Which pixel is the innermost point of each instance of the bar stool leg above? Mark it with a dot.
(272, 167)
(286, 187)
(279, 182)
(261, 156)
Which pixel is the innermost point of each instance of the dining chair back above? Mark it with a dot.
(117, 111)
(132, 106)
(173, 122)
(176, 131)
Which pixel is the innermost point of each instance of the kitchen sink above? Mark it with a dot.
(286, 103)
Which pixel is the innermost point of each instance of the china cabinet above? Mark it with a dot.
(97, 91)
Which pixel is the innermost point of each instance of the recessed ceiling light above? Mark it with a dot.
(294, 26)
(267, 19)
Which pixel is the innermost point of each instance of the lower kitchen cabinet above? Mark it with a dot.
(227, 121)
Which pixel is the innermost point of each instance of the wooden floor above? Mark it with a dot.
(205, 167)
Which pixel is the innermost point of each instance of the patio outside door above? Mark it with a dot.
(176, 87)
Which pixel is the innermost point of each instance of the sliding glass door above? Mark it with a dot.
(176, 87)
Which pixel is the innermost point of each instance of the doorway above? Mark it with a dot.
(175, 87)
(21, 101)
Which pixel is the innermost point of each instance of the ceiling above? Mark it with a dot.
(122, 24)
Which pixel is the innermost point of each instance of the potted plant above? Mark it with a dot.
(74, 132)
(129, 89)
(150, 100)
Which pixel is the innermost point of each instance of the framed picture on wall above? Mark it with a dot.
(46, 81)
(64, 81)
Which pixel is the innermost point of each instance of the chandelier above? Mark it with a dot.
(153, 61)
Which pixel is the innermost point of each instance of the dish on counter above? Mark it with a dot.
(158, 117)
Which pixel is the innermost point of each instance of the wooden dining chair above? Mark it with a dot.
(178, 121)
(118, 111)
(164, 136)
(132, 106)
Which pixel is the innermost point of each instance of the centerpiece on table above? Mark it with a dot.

■ ■ ■ ■ ■ ■ ■

Written exercise: Reproduce every record above exactly as it appears.

Exercise output:
Which pixel is the innermost point of each instance of the bar stool leg above? Mark it with a dot.
(272, 167)
(286, 187)
(279, 182)
(261, 156)
Which pixel is the innermost point of each instance of the dining chair back above? Mark it with a dot.
(117, 111)
(132, 106)
(173, 122)
(176, 131)
Which pixel is the innermost point of each instance of the kitchen sink above? Mark it with a dot.
(286, 103)
Which pixel is the innermost point of each instance of the china cabinet above? Mark it with a dot.
(97, 91)
Which pixel is the innermost point of each instance of the recessed ceiling light above? Mark it with a dot.
(294, 26)
(267, 19)
Which pixel is the innermost point of each instance of the lower kitchen cabinet above? Mark it with a dot.
(227, 121)
Which pixel is the innermost point of each instance of the wooden floor above? Mark it with a dot.
(205, 167)
Which pixel is the innermost point of each instance of the patio outside door above? Mark it with a dot.
(176, 87)
Which pixel is the innermost point of each instance of the sliding glass door above? Mark it with a dot.
(176, 87)
Which pixel is the innermost point of each instance of the doorway above? Mark it with a dot.
(175, 87)
(21, 101)
Which pixel is the innermost point of each instance of the ceiling above? Mark it with a dot.
(122, 24)
Which pixel is the innermost point of each instance of the potted plant above? Mark it with a dot.
(74, 132)
(129, 89)
(150, 100)
Which pixel is the innermost point of each instance of the framed picture on wall above? Mark it with a dot.
(46, 81)
(64, 81)
Which pixel is the innermost point of each instance of the chandelier above? Mark it with a dot.
(153, 61)
Which pixel is the innermost point of each instance of the dish on counter above? Mark it with a dot.
(158, 117)
Which pixel is the innermost point of each instance of the wooden dining chair above? Mark it with a dot.
(178, 121)
(118, 111)
(164, 136)
(132, 106)
Which pixel is the innermost point of each instance of the centerpiece on table above? Mark it with a dot.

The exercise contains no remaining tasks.